(Source records)
- Opening Delimiter -

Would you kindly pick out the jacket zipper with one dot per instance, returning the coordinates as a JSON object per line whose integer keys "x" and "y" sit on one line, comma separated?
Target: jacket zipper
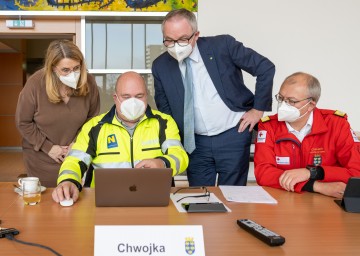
{"x": 132, "y": 151}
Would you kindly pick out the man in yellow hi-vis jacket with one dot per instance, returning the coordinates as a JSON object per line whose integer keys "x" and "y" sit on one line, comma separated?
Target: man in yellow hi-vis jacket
{"x": 130, "y": 135}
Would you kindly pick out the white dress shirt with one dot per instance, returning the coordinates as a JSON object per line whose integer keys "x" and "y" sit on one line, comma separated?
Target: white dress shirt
{"x": 300, "y": 135}
{"x": 212, "y": 116}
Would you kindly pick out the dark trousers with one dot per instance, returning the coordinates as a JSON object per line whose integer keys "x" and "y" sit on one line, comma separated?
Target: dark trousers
{"x": 226, "y": 154}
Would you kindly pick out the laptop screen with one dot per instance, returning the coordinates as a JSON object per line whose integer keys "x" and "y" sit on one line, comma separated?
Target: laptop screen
{"x": 116, "y": 187}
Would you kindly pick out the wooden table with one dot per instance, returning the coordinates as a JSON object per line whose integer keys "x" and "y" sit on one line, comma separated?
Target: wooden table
{"x": 312, "y": 224}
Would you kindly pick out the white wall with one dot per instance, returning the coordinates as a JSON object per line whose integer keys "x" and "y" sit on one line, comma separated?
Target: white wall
{"x": 320, "y": 37}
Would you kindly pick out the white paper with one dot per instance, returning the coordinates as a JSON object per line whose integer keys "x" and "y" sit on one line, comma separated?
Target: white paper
{"x": 161, "y": 240}
{"x": 247, "y": 194}
{"x": 177, "y": 196}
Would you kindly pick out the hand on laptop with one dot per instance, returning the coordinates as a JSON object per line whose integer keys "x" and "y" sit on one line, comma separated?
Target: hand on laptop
{"x": 151, "y": 163}
{"x": 64, "y": 191}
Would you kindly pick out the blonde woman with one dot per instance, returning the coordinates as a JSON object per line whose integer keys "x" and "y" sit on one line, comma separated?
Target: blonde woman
{"x": 52, "y": 107}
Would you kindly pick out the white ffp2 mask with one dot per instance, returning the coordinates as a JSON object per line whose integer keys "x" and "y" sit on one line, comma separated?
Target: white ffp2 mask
{"x": 132, "y": 108}
{"x": 289, "y": 113}
{"x": 71, "y": 79}
{"x": 180, "y": 52}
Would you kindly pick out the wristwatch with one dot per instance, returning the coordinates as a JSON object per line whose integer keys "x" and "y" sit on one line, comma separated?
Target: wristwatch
{"x": 316, "y": 172}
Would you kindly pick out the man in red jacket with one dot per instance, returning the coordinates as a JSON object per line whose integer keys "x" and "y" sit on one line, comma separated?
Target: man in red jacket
{"x": 303, "y": 148}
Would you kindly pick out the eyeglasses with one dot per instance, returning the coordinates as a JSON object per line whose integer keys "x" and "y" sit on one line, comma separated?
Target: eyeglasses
{"x": 290, "y": 102}
{"x": 206, "y": 193}
{"x": 181, "y": 42}
{"x": 67, "y": 71}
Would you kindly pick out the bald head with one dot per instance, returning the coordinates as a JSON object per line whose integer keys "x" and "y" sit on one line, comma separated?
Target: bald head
{"x": 307, "y": 83}
{"x": 130, "y": 83}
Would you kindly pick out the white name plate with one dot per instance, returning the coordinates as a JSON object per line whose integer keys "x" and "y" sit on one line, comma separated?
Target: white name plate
{"x": 167, "y": 240}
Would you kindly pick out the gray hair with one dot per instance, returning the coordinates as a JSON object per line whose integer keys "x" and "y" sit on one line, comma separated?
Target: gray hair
{"x": 312, "y": 83}
{"x": 181, "y": 13}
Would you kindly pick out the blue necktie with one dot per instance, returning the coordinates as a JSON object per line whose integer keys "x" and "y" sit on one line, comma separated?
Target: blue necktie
{"x": 189, "y": 137}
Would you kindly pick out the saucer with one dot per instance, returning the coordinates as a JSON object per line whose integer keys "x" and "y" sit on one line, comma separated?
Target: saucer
{"x": 18, "y": 190}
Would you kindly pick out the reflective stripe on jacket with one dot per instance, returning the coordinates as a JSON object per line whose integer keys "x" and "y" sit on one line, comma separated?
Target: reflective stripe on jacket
{"x": 105, "y": 143}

- Closing Delimiter -

— WHAT TO PRODUCE —
No pictures belong in the copy; output every record exactly.

— ANSWER BOX —
Would you kindly pick out the jacket zipper with one dot per instance, returning the coordinates as a JSON object per line whose integer keys "x" and "y" sit on one line, comma separated?
Target: jacket zipper
{"x": 132, "y": 151}
Would you kindly pick out the man in yellow hi-vis jacket with one dot per instance, returning the coordinates as a JSON object per line whose integer keys "x" and "y" sit on one line, comma separated?
Target: man in yellow hi-vis jacket
{"x": 130, "y": 135}
Would you kindly pick out the white dress shirt with one dot per instance, returning the coordinates as a JSON object per line whose integer keys "x" and "y" sit on one line, comma separated?
Target: white dress shirt
{"x": 300, "y": 135}
{"x": 212, "y": 116}
Would you kindly pick out the dark trousers with one dot per instance, returning the coordinates as a JSON object per line whose integer keys "x" and "y" sit on one line, comma separated?
Target: dark trousers
{"x": 226, "y": 154}
Would you kindly pick out the laptop screen with one dot per instance, returning the coordinates as a JSON object per line whose integer keys "x" and "y" sit on one line, comma separated?
Target: laptop screen
{"x": 116, "y": 187}
Would you kindly pick out the wooden table with one dot per instance, returning the coordinates as a JSON object per line whose integer keys "x" and "y" sit on one line, comma separated?
Target: wooden table
{"x": 312, "y": 224}
Would you kindly pick out the white wall with one dot per instance, returning the coordinates as a JSON object per line whose integer keys "x" and "y" sit on one line, comma separated?
Target: white wall
{"x": 320, "y": 37}
Would you kindly pick out the white paper with one dot per instance, returning the coordinates as a JSON object per line whose integer keys "x" and "y" sit on one line, comma separated?
Target: white paper
{"x": 161, "y": 240}
{"x": 247, "y": 194}
{"x": 177, "y": 196}
Would you kindly pick out the hand on laptop with one dot per instance, returning the coordinates as a JSON object per line whose integer keys "x" and "y" sit on one line, comma separated?
Target: hand on laptop
{"x": 151, "y": 163}
{"x": 64, "y": 191}
Would you kindly pick out the blonde woman with one dot per instance, returning the coordinates as a JSON object per line whose integer keys "x" and "y" sit on one line, comma separated?
Target: blonde woman
{"x": 52, "y": 107}
Would you kindly pick out the white ffp2 mask with one dot per instance, returning the coordinates as a JSON object per line whose integer keys "x" and "y" sit on one line, comma separated?
Target: white ffp2 mask
{"x": 132, "y": 108}
{"x": 289, "y": 113}
{"x": 71, "y": 79}
{"x": 180, "y": 52}
Would you kindly pick out the wristwatch with one dot per instance, returning the coordinates as a JSON object per line whose integer keys "x" and "y" sit on one line, comma separated?
Target: wristwatch
{"x": 316, "y": 172}
Would you kindly pick out the man in red jacket with one dot per instance, returning the coordinates as a JSON object per line whose integer keys "x" and "y" sit on one line, comma separated?
Target: man in red jacket
{"x": 303, "y": 148}
Would you kindly pick out the eyeglasses with one dot per instance, returning the coordinates as a JSON object per line whose integer keys "x" and "y" sit on one line, comma separated?
Target: eyeglasses
{"x": 290, "y": 102}
{"x": 206, "y": 193}
{"x": 181, "y": 42}
{"x": 67, "y": 71}
Would you kindly pick out the bald head with one dot per instance, returning the coordinates as a JSON object per line whose integer keys "x" and "y" sit on one line, comma separated?
Target: bald head
{"x": 307, "y": 83}
{"x": 130, "y": 83}
Would you kindly pick out the white name plate with one dot per instance, returning the coordinates as a JSON object per line whose integer keys "x" and "y" sit on one line, comma separated?
Target: white name plate
{"x": 167, "y": 240}
Would you kindly pick out the gray hair with one dot per instance, returning the coordinates as a JSON object per line whose integer keys "x" and "y" sit on one line, comma separated?
Target: gray hair
{"x": 312, "y": 83}
{"x": 181, "y": 13}
Would you kindly pick out the blue necktie with one dot per instance, returning the coordinates as a JSON object per line whose integer keys "x" and "y" sit on one line, comma separated?
Target: blue necktie
{"x": 189, "y": 137}
Would you kindly pick out the saucer with one dot per instance, returning the coordinates as a JSON object per line whose integer keys "x" and "y" sit on one line, comma separated?
Target: saucer
{"x": 18, "y": 190}
Would you kindly pick out the reflective stripe on jacket with one dot per instance, returning the coordinates as a JSON object per line whose integer keys "x" and "y" sit on one line, comma separated?
Target: reflective stripe on jacket
{"x": 105, "y": 143}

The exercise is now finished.